> [REQUIRED WORK]: Return the whole listing, line for line, without the pictures in it.

> [ENTRIES]:
^^^^^^^^

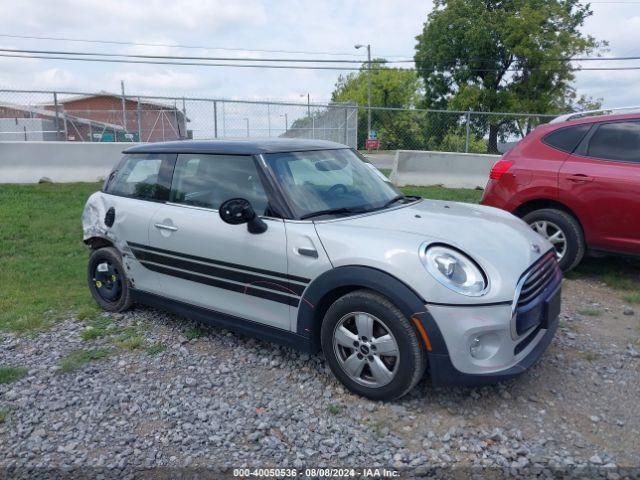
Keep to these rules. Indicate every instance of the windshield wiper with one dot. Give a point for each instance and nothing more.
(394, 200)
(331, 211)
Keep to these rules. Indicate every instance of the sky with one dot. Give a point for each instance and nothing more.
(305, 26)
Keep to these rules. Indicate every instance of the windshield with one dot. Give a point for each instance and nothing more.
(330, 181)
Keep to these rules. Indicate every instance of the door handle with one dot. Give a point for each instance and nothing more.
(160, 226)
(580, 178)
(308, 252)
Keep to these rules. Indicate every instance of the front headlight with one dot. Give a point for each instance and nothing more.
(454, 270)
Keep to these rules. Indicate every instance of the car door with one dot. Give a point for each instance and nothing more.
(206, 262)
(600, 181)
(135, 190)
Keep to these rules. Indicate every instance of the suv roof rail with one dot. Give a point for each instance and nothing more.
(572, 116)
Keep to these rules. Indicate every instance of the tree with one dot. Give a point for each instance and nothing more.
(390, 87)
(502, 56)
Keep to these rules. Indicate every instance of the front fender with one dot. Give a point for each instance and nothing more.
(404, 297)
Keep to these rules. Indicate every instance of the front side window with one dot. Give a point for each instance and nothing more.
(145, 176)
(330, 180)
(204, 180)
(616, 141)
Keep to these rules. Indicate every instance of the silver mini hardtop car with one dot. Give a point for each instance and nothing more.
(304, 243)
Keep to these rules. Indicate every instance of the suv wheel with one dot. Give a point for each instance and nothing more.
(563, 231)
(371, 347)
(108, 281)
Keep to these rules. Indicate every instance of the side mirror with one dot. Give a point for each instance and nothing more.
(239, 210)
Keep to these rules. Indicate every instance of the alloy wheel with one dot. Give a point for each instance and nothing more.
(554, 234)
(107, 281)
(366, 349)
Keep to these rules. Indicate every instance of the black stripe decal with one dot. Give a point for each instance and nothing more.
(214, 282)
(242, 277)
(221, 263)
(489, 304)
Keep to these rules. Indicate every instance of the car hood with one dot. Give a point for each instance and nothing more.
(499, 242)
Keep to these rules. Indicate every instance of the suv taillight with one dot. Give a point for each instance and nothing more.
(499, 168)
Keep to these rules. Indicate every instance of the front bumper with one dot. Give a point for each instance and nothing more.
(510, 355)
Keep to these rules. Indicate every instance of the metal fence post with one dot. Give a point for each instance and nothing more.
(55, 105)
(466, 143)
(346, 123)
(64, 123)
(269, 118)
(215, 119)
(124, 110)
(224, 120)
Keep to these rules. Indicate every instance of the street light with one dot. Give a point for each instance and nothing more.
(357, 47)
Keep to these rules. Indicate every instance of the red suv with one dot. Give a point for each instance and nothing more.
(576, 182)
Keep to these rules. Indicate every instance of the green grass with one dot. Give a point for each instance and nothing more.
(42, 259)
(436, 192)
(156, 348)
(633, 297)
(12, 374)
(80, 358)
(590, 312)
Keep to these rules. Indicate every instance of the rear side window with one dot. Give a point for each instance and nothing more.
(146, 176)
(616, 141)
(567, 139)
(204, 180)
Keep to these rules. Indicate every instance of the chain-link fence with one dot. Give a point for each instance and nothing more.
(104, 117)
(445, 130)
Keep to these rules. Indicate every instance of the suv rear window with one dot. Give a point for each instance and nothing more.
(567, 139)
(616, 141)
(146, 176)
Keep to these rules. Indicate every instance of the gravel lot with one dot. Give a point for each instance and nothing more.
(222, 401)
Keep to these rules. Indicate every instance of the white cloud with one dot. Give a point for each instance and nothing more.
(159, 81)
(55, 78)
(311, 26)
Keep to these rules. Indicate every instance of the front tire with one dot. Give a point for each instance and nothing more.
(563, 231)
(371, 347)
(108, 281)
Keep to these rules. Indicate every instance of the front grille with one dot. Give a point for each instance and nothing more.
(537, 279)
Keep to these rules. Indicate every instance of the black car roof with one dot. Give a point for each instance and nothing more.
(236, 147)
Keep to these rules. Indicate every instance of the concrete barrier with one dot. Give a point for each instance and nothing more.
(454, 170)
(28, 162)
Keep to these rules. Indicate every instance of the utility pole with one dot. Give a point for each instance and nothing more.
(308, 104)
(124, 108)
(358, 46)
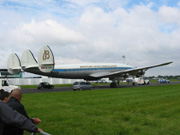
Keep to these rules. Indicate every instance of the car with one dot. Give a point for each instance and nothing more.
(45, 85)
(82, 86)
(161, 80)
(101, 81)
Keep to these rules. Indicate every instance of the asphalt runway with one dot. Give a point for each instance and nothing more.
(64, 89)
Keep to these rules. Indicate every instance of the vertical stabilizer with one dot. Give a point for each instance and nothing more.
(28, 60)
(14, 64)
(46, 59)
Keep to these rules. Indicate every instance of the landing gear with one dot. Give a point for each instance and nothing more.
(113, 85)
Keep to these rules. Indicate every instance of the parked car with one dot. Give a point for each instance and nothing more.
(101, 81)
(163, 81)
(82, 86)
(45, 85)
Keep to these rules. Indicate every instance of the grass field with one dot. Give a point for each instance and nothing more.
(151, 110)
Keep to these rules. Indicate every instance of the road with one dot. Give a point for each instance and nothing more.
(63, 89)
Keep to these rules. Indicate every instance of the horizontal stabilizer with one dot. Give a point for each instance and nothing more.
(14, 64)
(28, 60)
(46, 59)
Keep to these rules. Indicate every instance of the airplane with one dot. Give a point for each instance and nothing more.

^^^^^^^^

> [OUTPUT]:
Keep to these rules. Indicate every instance of the windshield wiper with one dot. Give a point for each instance and nothing more.
(394, 200)
(331, 211)
Keep to these rules. Indicate every instance of the sky with one dot. Give a point for each instance and nothing more.
(305, 26)
Keep to these rules. Indicate every instance of the windshield with one dot. Give a point for each instance and nothing more.
(330, 181)
Keep to these rules. Indicate every instance of the door handle with one dot. Give a point for each instance and nothing more.
(160, 226)
(580, 178)
(308, 252)
Keep to these rules. Indicate every instance of the front headlight with one dot. Give a point for each instance and nothing more.
(454, 270)
Keep to these rules. Indicate every instance of the car door with one dot. Give a point for each instance and nothing more.
(206, 262)
(600, 181)
(135, 190)
Keep to these rules. Indicate every instance of the suv roof rail with one dot. Give a point for each instance and nothing more.
(572, 116)
Keep to these rules. Indicate every instance of the tree with one dot. Give a point for each instance and nothing more.
(390, 87)
(502, 56)
Keep to these rules. Indicate every instance of the front fender with one dot. Give a point for each instance and nothing more.
(404, 297)
Keep to these rules. Indicate every instance of the front side window with one dot. Give a point for each instance and nothing more.
(145, 176)
(330, 180)
(204, 180)
(616, 141)
Keep to these rules. Indicate every instance of the silver mini hardtop car with one dot. Give a point for each instance and nothing more.
(304, 243)
Keep to these rules. Indicate every instance of the suv wheel with one dot. Give a point for each instance and nothing more.
(563, 231)
(371, 347)
(108, 281)
Keep to these rules. Indicate every instance of the side mirror with one dot. Give a point for each instance and nothing more.
(239, 210)
Keep to these rules. Indicate every instance of the alloy wheel with one dot. Give a point for each instance and nothing more.
(554, 234)
(107, 281)
(366, 349)
Keep to these rules. Indicate every instance of the black stripe decal with one dot. Give a point for each instance and nothing more.
(214, 282)
(242, 277)
(221, 263)
(489, 304)
Keep to these rules. Indicate every instance of the car hood with one dot. Give a point for each instance and nothing more.
(499, 242)
Keep to these rules. Indicate every instance of the suv taillight with one dot. Give a point for each instance and nothing more.
(499, 168)
Keep to these rules. Indicate every instance of the front bumper with one dot. Give a point for each instance and nothing more.
(510, 355)
Keep to these rules. Indicate every instance of the metal fence post with one dot. Give a point for each instance and nothing more.
(55, 105)
(466, 143)
(346, 123)
(64, 123)
(269, 118)
(215, 119)
(124, 110)
(224, 120)
Keep to these rules. Indicate every instance of the street light with one dot. Give a point for each instance and nothing more.
(357, 47)
Keep to these rules. Indicate every instance of the red suv with one dot. Give a point for each instance and nothing more.
(576, 182)
Keep to these rules. Indicate every instance of the green grass with one dot. Give a point for each instance and nothing more.
(42, 259)
(436, 192)
(156, 348)
(633, 297)
(12, 374)
(80, 358)
(590, 312)
Keep to these rules. Indicate every instance of the rear side window with one dot. Give a point for each instance and nothing more.
(146, 176)
(616, 141)
(567, 139)
(204, 180)
Keep to these rules. Indicate every instance of the chain-link fence with one dot. Give a point for each instance and nothing more.
(104, 117)
(445, 130)
Keep to these rules. Indicate every instance of the suv rear window with one dot. Give a point for each instance and nothing more.
(567, 139)
(616, 141)
(146, 176)
Keep to these rules. Indicate every instance of the gravel lot with one dot. Give a point for each instance and nothing more.
(222, 401)
Keep to these rules. Indicate every instance of the white cloud with one dot. Give a point for each instance and nothing more.
(159, 81)
(55, 78)
(311, 26)
Keep to these rules. Indicate every instance of the front tire with one dot. Give a point for each instance and nothing more.
(563, 231)
(371, 347)
(108, 281)
Keep to these rules. Indicate every instance of the front grille with one dot. Give a point for each instance and nothing more.
(537, 279)
Keep to these rules. Indicate every instance of the black car roof with one dot. Give a point for each instance and nothing more.
(236, 147)
Keep to these rules. Indicate every instance of the concrete barrier with one dot. Give a point for each instance and nothing more.
(454, 170)
(28, 162)
Keep to these rules. Indicate every instance of the utility pole with one dot. Give a point for each instance and nothing more.
(308, 104)
(124, 108)
(358, 46)
Keep to these rules. Indicate every instance of the car with one dot. Give a point for each instance and nothing more.
(45, 85)
(82, 86)
(161, 80)
(101, 81)
Keep to these rules. Indicate every instance of the asphalt runway with one dot. Give a point for each instance and nothing more.
(64, 89)
Keep to these rules. Indicate every instance of the vertical stabilizer with one dot. Give a point for each instance and nothing more.
(28, 60)
(14, 64)
(46, 59)
Keep to these rules. Indicate every instance of the landing gear with one dot. Give a point for each instance and nothing more.
(113, 85)
Keep to these rules. Indicate every instance of the parked car with one dot. Give a point for each instance and nothing more.
(101, 81)
(163, 81)
(82, 86)
(45, 85)
Keep to these rules. Indicate every instance of the grass field with one dot. Give a point for each instance and nothing more.
(151, 110)
Keep to these rules. Indicate every instance of the road with one dot. Give a point for each instance and nothing more.
(63, 89)
Keep to these rules. Indicate every instance of the horizontal stabilizer with one dot. Give a point for each instance and nothing more.
(14, 64)
(28, 60)
(46, 59)
Keep to these rules. Indicate every instance of the airplane with one dot. Give a point for each instance and nothing more.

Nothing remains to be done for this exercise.